▸ **Kaynak metin**:
Sözleşme:
Sözleşme, en az iki kişi arasında
karşılıklı ve birbirlerine uygun irade beyanlarında bulunulması ile meydana
gelen hukuki işlemlerdir. Sözleşmelerin bağlayıcılık kazanması için, tarafların
birbirlerine uyan beyanda bulunmaları şarttır. Sözleşmenin oluşabilmesi için
taraflar, sözleşmenin esas hususları konusunda anlaşmaya varmalıdırlar. Aksi
halde herhangi bir sözleşme kurulamaz.
Sözleşmelerde Şekil:
Borçlar Kanunu’nun 12. Maddesi uyarınca
şekil;
“Sözleşme geçerliliği, kanunda aksi
öngörülmedikçe, hiçbir şekle bağlı değildir.” olarak düzenlenmiştir. Kanun
maddesinden de görüleceği üzere hukuk, sözleşmelerin kurulması konusunda aksi
öngörülmediği sürece, şekil serbestisi ilkesini benimsemektedir. Taraflar,
düzenleyecek oldukları sözleşmelerin şekli konusunda tamamen serbesttir.
Ancak kanun maddesinde yer alan
“kanunda aksi öngörülmedikçe” ibaresi kapsamında, kimi sözleşmeler de Kanunda
düzenlenmiş olan şekle uygun olarak düzenlenmek durumundadır. Kanunun 12.
Maddesini devamı uyarınca, kanunda sözleşmeler için öngörülen şekil, kural
olarak geçerlilik şeklidir. Öngörülen şekle uyulmaksızın kurulan sözleşmeler
hüküm doğurmaz. Hukukumuzda, hükümde bahsi geçen geçerlilik şartı olarak şekil
dışında, ispat şartı olarak şekil de düzenlenmiştir. Geçerlilik şartı olarak
şekle uygun olarak düzenlenmemiş sözleşme, kesin hükümsüz olarak kabul
edilirken; ispat şartı olarak şekle uygun olarak düzenlenmeyen sözleşmelerin
kesin hükümsüzlük gibi bir durumu bulunmamaktadır. Taraflar, geçerliliğini
koruyan ancak ispat şekline uymayan sözleşmelerin ispatı konusunda sıkıntı yaşayabilmektedir.

▸ **Alıştırma 1**: Sözleşmelerle ilgili metne göre şu ifadeler doğru mu: (a) Sözleşme kurulması için en az üç kişi gerekir. (b) Kanunda aksi öngörülmedikçe sözleşmenin geçerliliği bir şekle bağlı değildir. (c) İspat şartı olarak öngörülen şekle uyulmadan yapılan sözleşme kesin hükümsüzdür. Her birine evet ya da hayır deyip metindeki belirleyici sözleri aynen alıntılayın.
▸ **Alıştırma 2**: Sözleşmelerle ilgili metinden "Maddesini devamı uyarınca, kanunda" sözlerinden "konusunda sıkıntı yaşayabilmektedir." sözlerine kadar uzanan kısmı olduğu gibi çıkarın.
▸ **Alıştırma 3**: Sözleşmelerle ilgili metinde "Sözleşme, en az iki kişi arasında" diye başlayan paragrafı, ana bilgilerini koruyarak kısa bir madde listesine dönüştürün.
Satırların bu çalışmayla hiçbir ilgisi yoktur.

▸ **Ham veri**:
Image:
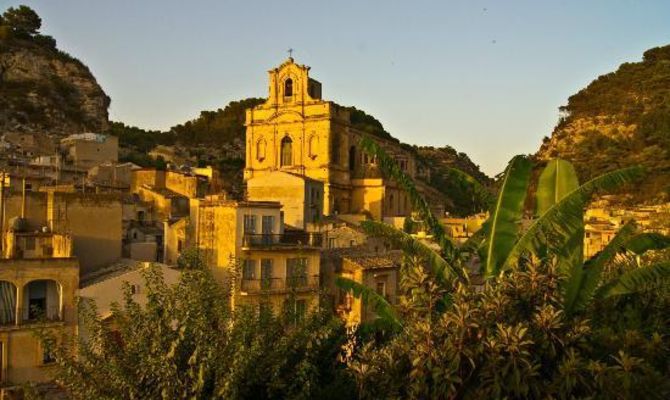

▸ **Örnek çözüm 1**:
(a) Hayır: "Sözleşme, en az iki kişi arasında karşılıklı ve birbirlerine uygun irade beyanlarında bulunulması ile meydana gelen hukuki işlemlerdir."
(b) Evet: "Sözleşme geçerliliği, kanunda aksi öngörülmedikçe, hiçbir şekle bağlı değildir."
(c) Hayır: "ispat şartı olarak şekle uygun olarak düzenlenmeyen sözleşmelerin kesin hükümsüzlük gibi bir durumu bulunmamaktadır."

▸ **Örnek çözüm 2**:
Maddesini devamı uyarınca, kanunda sözleşmeler için öngörülen şekil, kural
olarak geçerlilik şeklidir. Öngörülen şekle uyulmaksızın kurulan sözleşmeler
hüküm doğurmaz. Hukukumuzda, hükümde bahsi geçen geçerlilik şartı olarak şekil
dışında, ispat şartı olarak şekil de düzenlenmiştir. Geçerlilik şartı olarak
şekle uygun olarak düzenlenmemiş sözleşme, kesin hükümsüz olarak kabul
edilirken; ispat şartı olarak şekle uygun olarak düzenlenmeyen sözleşmelerin
kesin hükümsüzlük gibi bir durumu bulunmamaktadır. Taraflar, geçerliliğini
koruyan ancak ispat şekline uymayan sözleşmelerin ispatı konusunda sıkıntı yaşayabilmektedir.

▸ **Örnek çözüm 3**:
- Sözleşme, en az iki kişinin karşılıklı ve birbirine uygun irade beyanlarıyla kurulan hukuki işlemdir.
- Sözleşmenin bağlayıcı olması için tarafların birbirine uyan beyanda bulunması şarttır.
- Taraflar sözleşmenin esas hususlarında anlaşmalıdır. Anlaşamazlarsa sözleşme kurulamaz.